**READING PASSAGE:**
In some embodiments, at least one pad assembly is disposed on the upper surface of the substrate, the at least one pad assembly is in one-to-one correspondence with the at least one pixel assembly, the pixel assembly is die-bonded on the pad assembly, and the periphery of the pad assembly in the accommodation cavity is a circular structure adapted to the bottom of the accommodation cavity.

In some embodiments, the substrate is provided with a conductive hole penetrating through the upper surface of the substrate and the lower surface of the substrate, and the pad assembly and the pin assembly are electrically connected to each other through the conductive hole, the lower surface of the substrate is divided into an insulating region and a non-insulating region, and the pin assembly further includes a pin wire configured to connect a pin to the conductive hole, the pin is disposed in the non-insulating region, the insulating region is covered with solder resist ink, and the solder resist ink covers the pin wire in the insulating region.

In another aspect, the present application further provides an LED display device, where any LED display device array mentioned above is cut along the cutting line such that the LED display device is formed.

The present application adopts the technical solution described below.

An LED display device includes a substrate, a circuit assembly, a pin assembly, at least one RGB chip group, and a metal identifier.

The substrate has an upper surface and a lower surface, where the upper surface includes a wiring region and a non-wiring region.

The circuit assembly is disposed on the upper surface of the substrate and includes a metal wire and at least one pad assembly connected to the metal wire, where the metal wire is disposed in the wiring region, and the at least one pad assembly is disposed in the non-wiring region.

The pin assembly is disposed on the lower surface of the substrate and connected to the circuit assembly through a conductive hole penetrating through the substrate.

The at least one RGB chip group is disposed on the at least one pad assembly, respectively.

The metal identifier is used for identifying the position of the at least one RGB chip group in the substrate, fixed in the non-wiring region, and connected to the metal wire by a connecting metal wire.

In some embodiments, the LED display device further includes a black ink layer, where the black ink layer is disposed on the upper surface of the substrate and covers the metal wire and the connecting metal wire.

In some embodiments, the RGB chip group includes a red LED chip, a green LED chip, and a blue LED chip, where each of the red LED chip, the green LED chip, and the blue LED chip is a flip chip.

In some embodiments, the pad assembly includes three pairs of pads, the three pairs of pads are correspondingly connected to the red LED chip, the green LED chip, and the blue LED chip respectively, two pads in each pair of pads are axisymmetrically disposed, and midlines of the two pads in the each pair are on the same straight line.

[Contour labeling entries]
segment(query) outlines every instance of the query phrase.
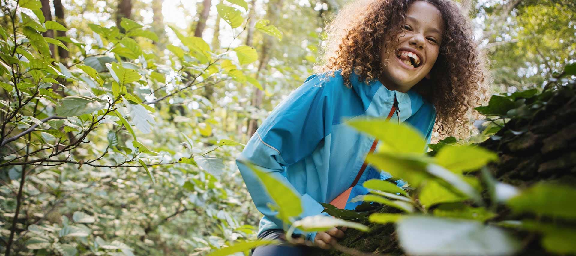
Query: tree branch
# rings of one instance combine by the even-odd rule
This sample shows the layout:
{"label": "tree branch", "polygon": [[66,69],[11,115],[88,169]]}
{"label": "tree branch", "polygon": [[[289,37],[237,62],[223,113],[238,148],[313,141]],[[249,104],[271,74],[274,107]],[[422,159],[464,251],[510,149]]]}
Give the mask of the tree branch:
{"label": "tree branch", "polygon": [[[46,117],[46,118],[45,118],[44,119],[42,119],[40,121],[41,121],[42,123],[46,123],[48,120],[52,120],[52,119],[63,120],[63,119],[66,119],[66,118],[67,117],[61,117],[61,116],[56,116],[55,115],[55,116],[50,116],[50,117]],[[34,129],[36,129],[36,127],[38,127],[38,126],[39,125],[38,125],[37,124],[34,124],[33,125],[32,125],[30,128],[26,129],[25,131],[23,131],[23,132],[18,133],[17,135],[14,136],[14,137],[9,137],[8,139],[6,139],[6,140],[5,140],[5,141],[3,141],[3,142],[2,142],[2,144],[0,144],[0,147],[3,147],[4,145],[6,145],[6,144],[8,144],[8,143],[9,143],[10,142],[12,142],[14,141],[14,140],[16,140],[18,139],[18,138],[19,138],[20,137],[22,137],[22,136],[24,136],[24,135],[25,135],[26,134],[28,134],[28,133],[29,133],[34,131]]]}

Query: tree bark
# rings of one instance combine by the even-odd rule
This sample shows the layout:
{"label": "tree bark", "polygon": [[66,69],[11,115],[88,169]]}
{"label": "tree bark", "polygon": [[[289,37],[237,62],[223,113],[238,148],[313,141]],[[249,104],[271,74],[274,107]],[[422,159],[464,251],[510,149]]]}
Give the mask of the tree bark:
{"label": "tree bark", "polygon": [[[530,119],[514,118],[496,135],[479,143],[499,156],[498,163],[488,165],[498,180],[519,188],[545,181],[573,186],[576,184],[576,86],[560,86],[546,104]],[[511,132],[522,131],[521,134]],[[385,209],[385,211],[386,209]],[[505,216],[503,207],[499,215]],[[400,248],[394,225],[366,223],[369,233],[348,229],[340,243],[365,252],[404,254]],[[316,255],[343,256],[336,251],[319,250]],[[540,239],[527,240],[517,255],[556,255],[546,251]]]}
{"label": "tree bark", "polygon": [[[268,9],[267,13],[267,16],[271,22],[275,22],[278,20],[278,17],[280,16],[280,13],[282,9],[282,6],[283,3],[282,0],[279,0],[278,2],[275,3],[270,3],[268,5]],[[252,7],[253,9],[253,7]],[[252,19],[255,20],[255,19]],[[260,77],[260,73],[262,70],[266,68],[266,66],[268,65],[268,61],[270,59],[270,49],[272,49],[274,45],[274,39],[271,36],[264,36],[264,43],[262,44],[262,50],[260,51],[260,64],[258,66],[258,70],[256,71],[256,79],[257,79]],[[247,41],[246,44],[248,45],[251,45],[252,42],[248,42]],[[260,105],[262,104],[262,98],[264,95],[263,92],[260,89],[256,89],[254,91],[254,94],[252,98],[252,105],[256,107],[256,108],[259,108]],[[248,137],[252,137],[256,133],[256,131],[258,129],[258,120],[255,119],[249,119],[248,120],[248,127],[246,129],[246,134],[248,135]]]}
{"label": "tree bark", "polygon": [[211,0],[204,0],[202,2],[202,12],[200,13],[200,20],[196,25],[196,29],[194,30],[194,36],[198,37],[202,37],[202,32],[206,28],[206,20],[208,19],[208,14],[210,12],[210,7],[212,6]]}
{"label": "tree bark", "polygon": [[154,42],[154,44],[160,44],[159,45],[160,48],[164,48],[164,47],[162,45],[163,44],[160,43],[162,41],[165,35],[164,18],[162,14],[162,0],[152,0],[152,21],[154,23],[152,29],[158,35],[158,42]]}
{"label": "tree bark", "polygon": [[126,31],[120,25],[122,18],[132,18],[132,0],[120,0],[120,2],[118,3],[118,12],[116,14],[116,25],[120,29],[120,32],[124,33]]}
{"label": "tree bark", "polygon": [[248,12],[248,21],[250,24],[248,25],[248,35],[246,36],[246,45],[252,46],[252,37],[254,36],[254,30],[256,28],[256,0],[250,1],[250,11]]}
{"label": "tree bark", "polygon": [[[54,0],[52,3],[54,5],[54,14],[56,15],[56,21],[58,23],[62,24],[63,26],[66,26],[66,23],[64,20],[64,7],[62,6],[62,0]],[[58,36],[66,36],[66,31],[58,30],[56,32],[56,35]],[[62,41],[64,45],[66,47],[68,47],[68,42]],[[68,51],[63,48],[58,47],[58,56],[60,58],[60,62],[62,62],[68,59],[69,53]]]}
{"label": "tree bark", "polygon": [[220,36],[220,20],[221,18],[218,17],[216,18],[216,24],[214,25],[214,34],[212,37],[212,49],[216,49],[220,48],[220,40],[218,37]]}
{"label": "tree bark", "polygon": [[[42,14],[44,14],[44,18],[46,21],[52,20],[52,12],[50,10],[50,0],[40,0],[42,3]],[[42,33],[42,36],[46,37],[54,38],[54,30],[48,29],[46,32]],[[54,58],[54,45],[49,44],[50,48],[50,55]]]}

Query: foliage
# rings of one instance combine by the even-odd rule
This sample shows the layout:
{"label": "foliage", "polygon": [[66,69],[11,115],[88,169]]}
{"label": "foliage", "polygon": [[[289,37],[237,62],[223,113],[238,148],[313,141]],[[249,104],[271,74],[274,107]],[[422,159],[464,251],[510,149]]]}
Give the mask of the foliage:
{"label": "foliage", "polygon": [[[266,84],[249,67],[255,48],[213,47],[172,27],[169,53],[132,20],[69,30],[46,21],[41,7],[28,0],[2,8],[9,26],[0,29],[0,248],[179,254],[251,238],[256,228],[244,223],[256,211],[233,171],[242,145],[234,140],[243,138],[230,124],[247,110],[206,91],[244,89],[247,78]],[[219,7],[233,26],[248,24],[237,9]],[[259,24],[281,35],[270,21]],[[48,30],[84,34],[51,38],[41,34]],[[245,25],[233,36],[245,33]],[[59,58],[50,44],[73,54]]]}

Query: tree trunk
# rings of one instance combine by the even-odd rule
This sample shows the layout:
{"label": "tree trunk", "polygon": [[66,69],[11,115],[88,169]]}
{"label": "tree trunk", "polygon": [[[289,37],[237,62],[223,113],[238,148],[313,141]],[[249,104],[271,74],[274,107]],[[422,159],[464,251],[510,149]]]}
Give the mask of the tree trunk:
{"label": "tree trunk", "polygon": [[162,0],[152,0],[152,21],[153,25],[152,29],[158,35],[158,42],[154,42],[154,44],[160,44],[160,48],[164,48],[162,43],[162,39],[165,34],[164,28],[164,18],[162,14]]}
{"label": "tree trunk", "polygon": [[116,25],[120,29],[120,32],[126,32],[120,25],[122,18],[132,18],[132,0],[120,0],[118,3],[118,12],[116,13]]}
{"label": "tree trunk", "polygon": [[252,37],[254,36],[254,30],[256,28],[256,0],[250,1],[250,11],[248,12],[248,21],[250,24],[248,25],[248,33],[246,36],[246,45],[252,46]]}
{"label": "tree trunk", "polygon": [[[66,23],[64,20],[64,7],[62,6],[62,0],[54,0],[53,3],[54,4],[54,14],[56,14],[56,21],[63,26],[66,26]],[[56,35],[58,36],[66,36],[66,32],[58,30],[56,32]],[[62,41],[62,43],[66,47],[68,47],[67,42]],[[68,51],[58,47],[58,56],[60,57],[59,61],[60,62],[65,61],[69,57]]]}
{"label": "tree trunk", "polygon": [[[42,14],[44,14],[44,18],[46,21],[52,20],[52,12],[50,11],[50,0],[40,0],[42,3]],[[54,38],[54,30],[48,29],[46,32],[42,33],[42,36],[46,37]],[[54,45],[49,44],[50,47],[50,55],[54,58]]]}
{"label": "tree trunk", "polygon": [[[255,4],[255,1],[252,1],[252,3]],[[278,20],[278,17],[280,16],[280,12],[282,9],[283,5],[282,0],[279,0],[278,2],[273,4],[272,3],[270,3],[268,6],[268,12],[267,13],[267,16],[268,20],[270,20],[271,22],[274,22]],[[252,9],[254,9],[253,6]],[[255,24],[255,19],[252,18],[252,21],[254,21]],[[251,27],[253,26],[252,25]],[[256,71],[256,79],[257,79],[260,77],[260,72],[263,69],[266,68],[266,66],[268,65],[268,61],[270,59],[270,49],[273,49],[275,39],[271,36],[264,36],[264,43],[262,44],[262,51],[260,51],[260,64],[258,66],[258,70]],[[248,45],[251,45],[252,42],[248,41],[247,40],[246,44]],[[259,108],[260,105],[262,104],[262,97],[263,96],[263,93],[260,89],[256,89],[254,91],[254,94],[252,95],[252,105],[254,106],[256,108]],[[256,133],[256,130],[258,129],[258,120],[255,119],[249,119],[248,120],[248,127],[246,129],[246,134],[248,135],[248,137],[252,137]]]}
{"label": "tree trunk", "polygon": [[220,20],[221,18],[218,17],[216,18],[216,24],[214,25],[214,34],[212,37],[212,49],[216,49],[220,48],[220,40],[218,37],[220,36]]}
{"label": "tree trunk", "polygon": [[202,12],[200,13],[200,20],[196,25],[196,29],[194,30],[194,36],[198,37],[202,37],[202,32],[206,28],[206,20],[208,19],[208,14],[210,12],[210,6],[212,6],[211,0],[204,0],[202,2]]}

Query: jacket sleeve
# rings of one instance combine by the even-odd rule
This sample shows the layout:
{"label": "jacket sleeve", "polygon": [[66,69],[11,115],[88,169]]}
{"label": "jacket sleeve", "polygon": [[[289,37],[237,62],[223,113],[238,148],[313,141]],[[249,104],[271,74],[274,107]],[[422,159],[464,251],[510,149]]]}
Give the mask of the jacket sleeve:
{"label": "jacket sleeve", "polygon": [[[257,166],[283,182],[301,196],[303,213],[300,218],[321,213],[324,207],[308,194],[300,194],[294,188],[303,184],[290,184],[286,178],[286,167],[310,155],[319,143],[329,132],[332,110],[329,108],[331,85],[323,83],[320,75],[309,77],[304,84],[291,93],[272,111],[251,138],[236,160],[238,169],[246,184],[256,208],[279,227],[285,223],[276,217],[277,211],[268,204],[273,202],[255,174],[242,163]],[[304,233],[313,242],[316,232]]]}

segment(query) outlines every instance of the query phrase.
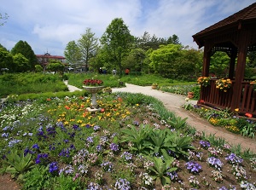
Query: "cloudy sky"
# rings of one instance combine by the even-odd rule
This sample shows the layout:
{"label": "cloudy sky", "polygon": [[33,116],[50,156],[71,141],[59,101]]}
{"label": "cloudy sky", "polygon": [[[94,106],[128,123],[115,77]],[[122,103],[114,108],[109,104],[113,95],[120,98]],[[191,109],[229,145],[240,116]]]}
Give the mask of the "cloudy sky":
{"label": "cloudy sky", "polygon": [[[0,26],[0,43],[11,49],[26,41],[36,55],[63,55],[68,42],[86,28],[100,38],[114,18],[131,34],[157,37],[176,34],[183,45],[197,49],[192,35],[255,3],[255,0],[0,0],[9,14]],[[3,20],[0,20],[0,23]]]}

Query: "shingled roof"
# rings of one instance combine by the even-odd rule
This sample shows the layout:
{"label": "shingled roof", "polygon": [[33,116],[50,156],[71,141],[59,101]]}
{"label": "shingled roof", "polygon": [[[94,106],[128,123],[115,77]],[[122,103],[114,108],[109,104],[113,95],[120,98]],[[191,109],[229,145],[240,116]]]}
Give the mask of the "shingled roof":
{"label": "shingled roof", "polygon": [[199,41],[201,41],[200,38],[201,38],[203,36],[207,36],[224,28],[236,26],[238,29],[244,23],[253,22],[256,25],[256,3],[199,32],[192,37],[199,46],[202,46]]}

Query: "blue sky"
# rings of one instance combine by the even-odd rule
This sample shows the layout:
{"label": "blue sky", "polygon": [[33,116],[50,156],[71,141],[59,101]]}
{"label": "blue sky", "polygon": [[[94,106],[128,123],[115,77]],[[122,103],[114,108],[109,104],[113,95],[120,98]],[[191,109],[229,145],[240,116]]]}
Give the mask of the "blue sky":
{"label": "blue sky", "polygon": [[[131,34],[158,37],[176,34],[183,45],[197,49],[192,35],[255,3],[255,0],[0,0],[9,14],[0,26],[0,43],[11,49],[26,41],[35,54],[63,55],[68,42],[86,28],[100,38],[114,18]],[[3,21],[3,20],[0,20]]]}

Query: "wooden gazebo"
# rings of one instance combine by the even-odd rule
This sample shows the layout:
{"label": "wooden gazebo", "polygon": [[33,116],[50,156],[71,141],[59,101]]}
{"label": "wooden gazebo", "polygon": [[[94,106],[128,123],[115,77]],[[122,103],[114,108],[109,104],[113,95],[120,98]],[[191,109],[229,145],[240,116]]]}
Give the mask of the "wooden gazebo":
{"label": "wooden gazebo", "polygon": [[229,78],[232,85],[227,92],[211,85],[201,87],[198,104],[212,107],[239,108],[240,114],[256,116],[256,91],[252,80],[244,78],[248,51],[256,51],[256,3],[231,16],[193,35],[199,49],[204,47],[202,76],[209,77],[210,58],[216,51],[226,52],[230,58]]}

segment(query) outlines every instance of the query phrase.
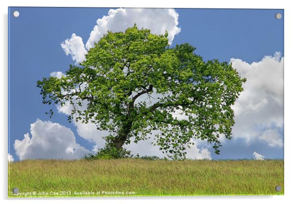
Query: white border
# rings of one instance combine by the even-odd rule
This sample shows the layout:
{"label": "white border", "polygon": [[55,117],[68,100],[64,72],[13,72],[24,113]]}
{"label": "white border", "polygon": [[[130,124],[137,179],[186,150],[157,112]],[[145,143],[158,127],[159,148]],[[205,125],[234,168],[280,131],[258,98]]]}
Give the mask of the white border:
{"label": "white border", "polygon": [[[0,184],[1,199],[3,203],[15,204],[52,204],[71,202],[79,204],[87,202],[92,204],[98,203],[136,204],[156,203],[170,202],[179,203],[186,202],[188,203],[218,203],[219,204],[240,204],[260,202],[268,204],[290,203],[295,200],[294,189],[296,184],[295,180],[295,157],[296,144],[296,135],[294,134],[295,76],[295,48],[296,47],[295,38],[296,32],[295,24],[296,9],[293,6],[292,0],[207,0],[193,1],[149,0],[145,1],[130,0],[51,0],[46,1],[37,0],[1,0],[0,1],[1,10],[1,49],[0,50],[0,62],[2,63],[0,73],[1,98],[0,100],[0,129],[1,131],[1,150],[2,165],[1,168],[1,182]],[[133,197],[129,198],[96,198],[59,199],[50,200],[34,199],[22,200],[9,200],[7,198],[7,7],[8,6],[53,6],[53,7],[165,7],[165,8],[277,8],[285,9],[285,196],[238,196],[238,197]],[[71,200],[71,201],[69,201]],[[87,200],[85,201],[84,200]],[[98,200],[99,201],[98,201]]]}

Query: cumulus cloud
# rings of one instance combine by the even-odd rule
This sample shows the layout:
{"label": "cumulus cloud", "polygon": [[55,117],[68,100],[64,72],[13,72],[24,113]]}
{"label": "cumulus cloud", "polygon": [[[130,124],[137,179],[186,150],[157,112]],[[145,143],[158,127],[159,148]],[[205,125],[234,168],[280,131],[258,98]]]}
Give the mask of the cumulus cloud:
{"label": "cumulus cloud", "polygon": [[10,153],[8,153],[8,162],[13,162],[14,161],[13,156]]}
{"label": "cumulus cloud", "polygon": [[77,159],[90,152],[77,144],[73,132],[58,123],[39,119],[31,124],[22,140],[16,140],[14,149],[20,160]]}
{"label": "cumulus cloud", "polygon": [[234,68],[246,77],[244,91],[236,102],[234,138],[247,143],[257,140],[271,147],[282,147],[283,127],[284,57],[280,52],[266,56],[261,61],[249,64],[231,59]]}
{"label": "cumulus cloud", "polygon": [[90,33],[86,45],[89,50],[94,43],[106,33],[124,31],[137,24],[138,27],[150,29],[151,33],[164,34],[168,31],[169,41],[172,43],[180,28],[178,27],[178,14],[174,9],[167,8],[118,8],[110,9],[108,16],[97,20],[97,25]]}
{"label": "cumulus cloud", "polygon": [[167,8],[118,8],[109,10],[108,16],[104,16],[96,21],[96,25],[91,31],[86,46],[82,38],[73,33],[61,44],[66,55],[70,54],[73,60],[78,63],[85,60],[86,49],[94,46],[108,31],[124,31],[132,27],[135,23],[139,28],[148,28],[154,34],[164,34],[168,31],[168,38],[171,44],[175,35],[181,29],[178,26],[178,14],[174,9]]}
{"label": "cumulus cloud", "polygon": [[282,136],[275,129],[264,131],[259,139],[266,141],[270,147],[283,147]]}
{"label": "cumulus cloud", "polygon": [[61,76],[64,76],[65,75],[61,72],[53,72],[50,73],[50,76],[53,77],[56,77],[57,78],[61,78]]}
{"label": "cumulus cloud", "polygon": [[61,44],[65,53],[71,54],[72,59],[78,63],[85,60],[85,55],[87,53],[82,38],[73,33],[70,39],[67,39]]}
{"label": "cumulus cloud", "polygon": [[256,152],[253,153],[253,156],[254,158],[257,160],[264,160],[265,158],[265,157],[264,155],[261,155],[260,153],[256,153]]}

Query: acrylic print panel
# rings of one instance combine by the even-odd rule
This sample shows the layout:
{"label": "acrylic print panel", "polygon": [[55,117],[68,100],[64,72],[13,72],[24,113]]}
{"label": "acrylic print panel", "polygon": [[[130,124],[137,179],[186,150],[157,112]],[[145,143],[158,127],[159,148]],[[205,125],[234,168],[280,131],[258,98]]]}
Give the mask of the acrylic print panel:
{"label": "acrylic print panel", "polygon": [[283,10],[8,10],[9,197],[284,194]]}

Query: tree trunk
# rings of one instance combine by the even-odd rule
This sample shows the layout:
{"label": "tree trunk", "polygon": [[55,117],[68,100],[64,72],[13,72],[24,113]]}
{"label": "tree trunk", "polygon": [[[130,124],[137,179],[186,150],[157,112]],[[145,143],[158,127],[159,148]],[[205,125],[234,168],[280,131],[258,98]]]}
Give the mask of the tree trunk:
{"label": "tree trunk", "polygon": [[113,144],[118,150],[120,149],[124,144],[127,139],[127,135],[130,132],[131,128],[131,124],[122,127],[118,132],[118,136],[113,140]]}

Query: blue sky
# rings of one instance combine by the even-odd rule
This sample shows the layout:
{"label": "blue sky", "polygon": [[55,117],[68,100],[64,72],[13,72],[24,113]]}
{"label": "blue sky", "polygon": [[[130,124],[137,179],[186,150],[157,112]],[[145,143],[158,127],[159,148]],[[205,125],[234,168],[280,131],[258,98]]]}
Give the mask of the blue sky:
{"label": "blue sky", "polygon": [[[69,64],[75,63],[70,55],[65,54],[61,43],[75,33],[85,44],[96,20],[108,15],[109,9],[9,8],[8,145],[15,160],[19,159],[14,148],[15,140],[22,140],[24,134],[30,133],[30,126],[37,119],[50,120],[70,128],[77,143],[88,150],[93,148],[94,142],[80,136],[77,127],[67,122],[65,114],[58,113],[56,109],[55,114],[50,119],[44,113],[50,107],[42,103],[36,83],[53,72],[65,72]],[[195,52],[206,60],[218,59],[229,62],[231,58],[236,58],[251,64],[260,61],[266,55],[273,56],[276,51],[284,55],[283,18],[275,18],[278,12],[283,17],[283,10],[175,10],[178,14],[178,26],[181,31],[175,35],[172,46],[189,43],[196,47]],[[15,10],[20,12],[18,18],[12,16]],[[266,97],[267,100],[272,98]],[[280,106],[279,108],[282,108]],[[259,131],[265,132],[268,128],[276,129],[278,134],[283,135],[283,126],[277,125],[274,128],[259,126]],[[266,139],[262,135],[260,138]],[[210,147],[207,148],[213,159],[250,158],[254,152],[266,158],[283,158],[283,146],[266,141],[255,136],[238,136],[222,143],[220,155],[216,155]]]}

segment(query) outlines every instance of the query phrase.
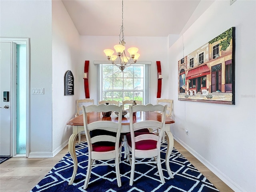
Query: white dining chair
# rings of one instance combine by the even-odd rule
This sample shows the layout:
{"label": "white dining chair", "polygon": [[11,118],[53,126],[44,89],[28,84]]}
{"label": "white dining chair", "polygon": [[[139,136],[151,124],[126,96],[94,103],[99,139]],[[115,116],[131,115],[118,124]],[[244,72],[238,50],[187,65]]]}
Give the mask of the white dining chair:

**GIVEN EXERCISE 1:** In the LED display device passage, what covers the pin wire in the insulating region?
**GIVEN EXERCISE 2:** Write out the LED display device passage word for word, from "The at least one RGB chip group is" to "the connecting metal wire.".
**GIVEN EXERCISE 3:** Do these statements agree with the LED display device passage? (a) The metal wire is disposed in the non-wiring region. (b) Each LED chip in the RGB chip group is a flip chip. (c) The black ink layer is disposed on the lower surface of the substrate.
This material comes from a different source than the LED display device passage.

**EXERCISE ANSWER 1:** Solder resist ink covers the pin wire in the insulating region.

**EXERCISE ANSWER 2:**
The at least one RGB chip group is disposed on the at least one pad assembly, respectively.

The metal identifier is used for identifying the position of the at least one RGB chip group in the substrate, fixed in the non-wiring region, and connected to the metal wire by a connecting metal wire.

In some embodiments, the LED display device further includes a black ink layer, where the black ink layer is disposed on the upper surface of the substrate and covers the metal wire and the connecting metal wire.

**EXERCISE ANSWER 3:**
(a) No: "the metal wire is disposed in the wiring region"
(b) Yes: "each of the red LED chip, the green LED chip, and the blue LED chip is a flip chip"
(c) No: "the black ink layer is disposed on the upper surface of the substrate"